[Saved entries]
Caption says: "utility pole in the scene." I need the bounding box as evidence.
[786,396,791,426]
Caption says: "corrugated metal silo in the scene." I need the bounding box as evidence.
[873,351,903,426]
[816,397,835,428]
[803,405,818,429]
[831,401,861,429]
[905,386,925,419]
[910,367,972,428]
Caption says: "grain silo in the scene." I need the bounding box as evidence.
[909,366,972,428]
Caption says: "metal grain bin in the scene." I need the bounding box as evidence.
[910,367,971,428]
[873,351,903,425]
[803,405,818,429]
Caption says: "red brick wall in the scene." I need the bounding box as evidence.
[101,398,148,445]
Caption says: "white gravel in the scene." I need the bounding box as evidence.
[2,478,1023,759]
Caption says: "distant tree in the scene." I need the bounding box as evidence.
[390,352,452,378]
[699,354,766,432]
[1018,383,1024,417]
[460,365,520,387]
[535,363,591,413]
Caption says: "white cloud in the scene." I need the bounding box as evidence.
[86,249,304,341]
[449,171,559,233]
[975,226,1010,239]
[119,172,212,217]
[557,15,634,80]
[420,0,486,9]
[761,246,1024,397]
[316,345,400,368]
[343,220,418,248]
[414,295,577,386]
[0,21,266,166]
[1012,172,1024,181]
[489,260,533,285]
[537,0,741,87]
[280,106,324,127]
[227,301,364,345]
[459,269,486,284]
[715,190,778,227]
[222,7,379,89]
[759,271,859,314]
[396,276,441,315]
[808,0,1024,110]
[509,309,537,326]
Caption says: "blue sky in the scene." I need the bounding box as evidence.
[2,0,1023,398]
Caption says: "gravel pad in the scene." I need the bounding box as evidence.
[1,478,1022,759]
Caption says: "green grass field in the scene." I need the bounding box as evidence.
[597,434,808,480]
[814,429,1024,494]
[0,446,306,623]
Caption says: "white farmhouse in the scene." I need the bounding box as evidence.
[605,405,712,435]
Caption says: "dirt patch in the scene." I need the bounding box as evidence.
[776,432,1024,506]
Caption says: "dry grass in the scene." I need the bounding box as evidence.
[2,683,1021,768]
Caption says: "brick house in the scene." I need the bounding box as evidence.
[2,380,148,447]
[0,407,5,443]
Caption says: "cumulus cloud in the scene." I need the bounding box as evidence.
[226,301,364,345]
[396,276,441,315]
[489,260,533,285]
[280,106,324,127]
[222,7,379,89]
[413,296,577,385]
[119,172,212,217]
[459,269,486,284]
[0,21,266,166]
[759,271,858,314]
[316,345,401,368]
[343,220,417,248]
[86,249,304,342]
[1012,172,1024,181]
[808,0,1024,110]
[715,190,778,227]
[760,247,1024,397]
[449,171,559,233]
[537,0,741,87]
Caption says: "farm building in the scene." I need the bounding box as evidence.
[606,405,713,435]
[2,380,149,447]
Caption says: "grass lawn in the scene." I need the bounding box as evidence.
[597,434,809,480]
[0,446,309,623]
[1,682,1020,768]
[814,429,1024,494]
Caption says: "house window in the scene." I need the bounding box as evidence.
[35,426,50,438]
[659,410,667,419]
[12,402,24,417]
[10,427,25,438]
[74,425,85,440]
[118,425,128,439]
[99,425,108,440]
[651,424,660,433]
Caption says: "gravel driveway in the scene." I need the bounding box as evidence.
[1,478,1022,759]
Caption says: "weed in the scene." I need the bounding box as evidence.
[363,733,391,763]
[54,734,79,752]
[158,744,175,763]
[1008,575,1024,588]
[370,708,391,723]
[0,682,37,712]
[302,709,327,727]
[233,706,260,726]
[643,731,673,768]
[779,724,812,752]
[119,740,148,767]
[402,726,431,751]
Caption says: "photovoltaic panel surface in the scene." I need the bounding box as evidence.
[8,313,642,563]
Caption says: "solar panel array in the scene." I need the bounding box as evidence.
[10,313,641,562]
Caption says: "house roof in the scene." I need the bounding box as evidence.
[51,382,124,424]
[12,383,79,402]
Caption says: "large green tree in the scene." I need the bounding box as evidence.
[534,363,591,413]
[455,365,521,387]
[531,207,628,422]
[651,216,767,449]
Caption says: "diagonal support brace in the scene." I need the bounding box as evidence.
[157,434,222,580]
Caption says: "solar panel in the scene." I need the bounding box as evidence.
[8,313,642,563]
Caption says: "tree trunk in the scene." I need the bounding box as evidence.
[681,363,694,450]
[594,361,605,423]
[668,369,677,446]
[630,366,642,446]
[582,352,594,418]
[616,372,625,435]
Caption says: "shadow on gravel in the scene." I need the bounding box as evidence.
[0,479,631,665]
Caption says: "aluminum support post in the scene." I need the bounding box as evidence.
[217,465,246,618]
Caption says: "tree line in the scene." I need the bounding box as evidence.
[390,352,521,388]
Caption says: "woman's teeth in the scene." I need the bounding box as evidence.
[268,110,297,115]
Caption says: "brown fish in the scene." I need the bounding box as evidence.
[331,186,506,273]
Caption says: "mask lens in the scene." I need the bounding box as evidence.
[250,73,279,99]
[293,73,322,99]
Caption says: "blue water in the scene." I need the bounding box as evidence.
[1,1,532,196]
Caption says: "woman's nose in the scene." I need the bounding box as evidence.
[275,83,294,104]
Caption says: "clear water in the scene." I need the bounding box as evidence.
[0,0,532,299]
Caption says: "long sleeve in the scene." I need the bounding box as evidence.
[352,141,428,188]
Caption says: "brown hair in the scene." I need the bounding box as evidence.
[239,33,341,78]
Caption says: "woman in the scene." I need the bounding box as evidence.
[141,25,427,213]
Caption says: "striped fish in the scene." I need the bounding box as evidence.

* [Activity]: Set down the entries verbatim, leaving none out.

* [Output of the exercise]:
Caption says: "utility pole in the scene." I need the bounding box as evidence.
[786,396,791,426]
Caption says: "corrugated metal silo in the scene." I need the bounding box as evidence.
[873,351,903,426]
[816,397,835,428]
[803,405,818,429]
[831,401,861,429]
[905,386,925,419]
[910,367,972,428]
Caption says: "grain silo in the scene." I need the bounding box as evidence.
[909,366,972,428]
Caption says: "metal grain bin in the scene." I need the bounding box as evidence.
[910,367,971,428]
[873,351,903,425]
[803,405,818,429]
Caption says: "red brick wall in the scene." I need the bounding box as evidence.
[101,398,148,445]
Caption says: "white gravel in the scene." I need the bounding box as evidence.
[2,478,1023,759]
Caption says: "distant tree in the scene." I need the bounding box as evidence.
[390,352,452,378]
[699,354,766,432]
[1018,383,1024,417]
[460,365,520,387]
[535,363,591,413]
Caption says: "white cloud in the scene." I need the bounding box as evidence.
[86,249,304,341]
[449,171,559,233]
[975,226,1010,239]
[119,172,212,217]
[557,15,634,80]
[420,0,486,9]
[761,246,1024,397]
[316,345,400,368]
[343,220,418,248]
[414,295,577,386]
[0,21,266,166]
[1012,172,1024,181]
[489,260,533,285]
[537,0,741,87]
[280,106,324,127]
[227,301,364,345]
[459,269,486,284]
[715,190,778,227]
[222,7,379,89]
[759,271,859,314]
[396,276,441,315]
[808,0,1024,110]
[509,309,537,326]
Caption says: "blue sky in the scene." I need the bounding box as evidence.
[2,0,1023,398]
Caption says: "gravel pad in the scene." I need the bounding box as evidence.
[1,478,1022,759]
Caption says: "green grass field in the scene." I need the bounding box as evidence.
[597,434,808,480]
[814,429,1024,494]
[0,446,306,623]
Caption says: "white farmhouse in the scene." I need the bounding box as evidence.
[605,405,712,435]
Caption says: "dirt patch in the scene." I need the bounding box as evidence.
[776,432,1024,506]
Caption says: "dry grass in the scene." I need the bounding box as evidence.
[2,683,1021,768]
Caption says: "brick house in the scene." I need the bounding box as evidence.
[2,380,148,447]
[0,407,5,443]
Caption says: "cumulus cloud in the scene." I need the bounding box as evidence.
[226,301,364,345]
[396,276,441,315]
[489,260,533,285]
[280,106,324,127]
[222,7,379,89]
[413,296,577,385]
[119,172,212,217]
[459,269,486,284]
[0,21,266,166]
[759,271,858,314]
[316,345,401,368]
[343,220,417,248]
[86,249,304,342]
[1012,172,1024,181]
[808,0,1024,110]
[715,190,778,227]
[760,247,1024,397]
[449,171,559,233]
[537,0,741,87]
Caption says: "farm building in the scene." I need the bounding box as evidence.
[606,405,713,435]
[2,380,149,447]
Caption says: "grass lawn in the scene." I need the bounding box as evidence.
[597,434,809,480]
[0,446,309,623]
[1,682,1020,768]
[814,429,1024,494]
Caption says: "house window in the scene." I need the bounding box as evidence.
[35,426,50,438]
[659,410,667,419]
[12,402,24,417]
[10,427,25,438]
[74,425,85,440]
[118,425,128,439]
[99,425,108,440]
[651,424,660,433]
Caption says: "gravel driveway in the scene." I need the bounding box as evidence.
[1,478,1022,759]
Caption says: "weed in the scene." I need the bounding box as evidence.
[363,733,391,763]
[54,734,79,752]
[158,744,175,763]
[1008,575,1024,588]
[370,708,391,723]
[0,682,37,712]
[302,709,327,727]
[233,706,260,726]
[643,731,673,768]
[779,724,812,752]
[119,740,148,767]
[402,726,431,751]
Caption says: "photovoltaic panel surface in the scene." I need the bounding box as evidence.
[8,313,642,563]
Caption says: "solar panel array in the scene." I need the bounding box as evidence.
[10,313,641,562]
Caption says: "house roof in the scene." I need the bounding box as evidence.
[51,382,124,424]
[12,383,79,402]
Caption says: "large green tree in the scene." I need the bounding box as evidence.
[534,363,591,413]
[455,365,521,387]
[531,207,628,422]
[651,216,767,449]
Caption says: "diagonal support brace in the scene." I need the bounding box as evidence.
[157,434,222,580]
Caption says: "solar panel in the scene." I need the bounding box as evidence.
[8,313,642,563]
Caption says: "tree trunk in the scene." I need the bounding box as evidence.
[681,363,694,450]
[594,361,605,423]
[668,369,677,446]
[630,366,642,446]
[582,352,594,418]
[616,372,625,435]
Caption says: "shadow on gravel in the scene." I need the bounding box as evidence.
[0,479,631,665]
Caption says: "aluminum support post in the scene." I need the bounding box as evidence.
[217,465,246,618]
Caption says: "tree line in the scene." I need the bounding box as evidence.
[390,352,521,388]
Caption says: "woman's teeth in the scene." I need the bounding box as evidence.
[268,110,297,115]
Caption says: "brown fish in the scene." I need the bounding box as evidence.
[331,186,506,273]
Caption says: "mask lens in the scene." I need the bounding box as evidence.
[250,73,279,99]
[293,73,322,99]
Caption says: "blue water in the scene." I need the bounding box as evidence.
[1,1,532,196]
Caption says: "woman's nose in the scene." I need the bounding box as evidence.
[275,83,294,104]
Caption says: "clear water in the scene." I need the bounding box as evidence.
[0,0,532,299]
Caption says: "long sleeve in the scene." I need the bounding box as evidence.
[352,141,428,188]
Caption says: "brown hair in the scene." I need the bounding box as evidence.
[239,33,341,78]
Caption says: "woman in the scene." I need the bounding box as evidence.
[141,25,427,213]
Caption says: "striped fish in the scene." I need the bounding box as evidence.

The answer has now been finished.